● **Task objective**
Reproduce word for word the stretch of the abstract on mice bred for high-ethanol drinking that begins at "These results show" and stops after "to EtOH responses.".

═══ Source document ═══

Mouse lines are being selectively bred in replicate for high blood ethanol concentrations (BECs) achieved after a short period of ethanol (EtOH) drinking early in the circadian dark phase. High Drinking in the Dark-1 (HDID-1) mice were in selected generation S18, and the replicate HDID-2 line in generation S11.

Methods

To determine other traits genetically correlated with high DID, we compared naïve animals from both lines with the unselected, segregating progenitor stock, HS/Npt. Differences between HDID-1 and HS would imply commonality of genetic influences on DID and these traits.

Results

HDID-1 mice showed less basal activity, greater EtOH stimulated activity, and greater sensitivity to EtOH-induced foot slips than HS. They showed lesser sensitivity to acute EtOH hypothermia and longer duration loss of righting reflex than HS. HDID-1 and control HS lines did not differ in sensitivity on 2 measures of intoxication, the balance beam and the accelerating rotarod. None of the acute response results could be explained by differences in EtOH metabolism. HDID-2 differed from HS on some, but not all, of the above responses.

Conclusions

These results show that some EtOH responses share common genetic control with reaching high BECs after DID, a finding consistent with other data regarding genetic contributions to EtOH responses.

═══ Data segment ═══

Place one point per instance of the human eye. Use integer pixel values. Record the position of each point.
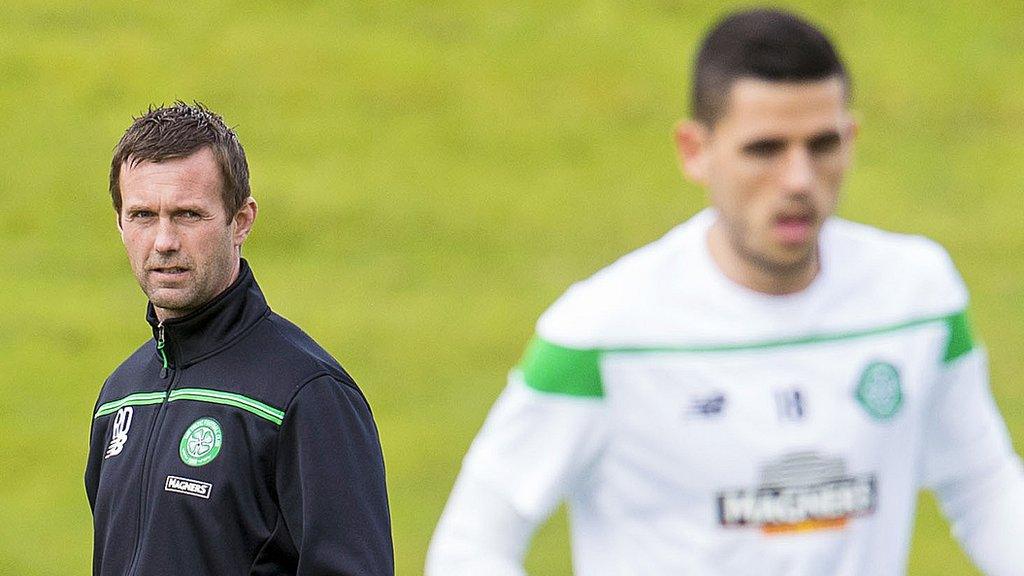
(140, 214)
(764, 149)
(824, 144)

═══

● **Result for this exercise**
These results show that some EtOH responses share common genetic control with reaching high BECs after DID, a finding consistent with other data regarding genetic contributions to EtOH responses.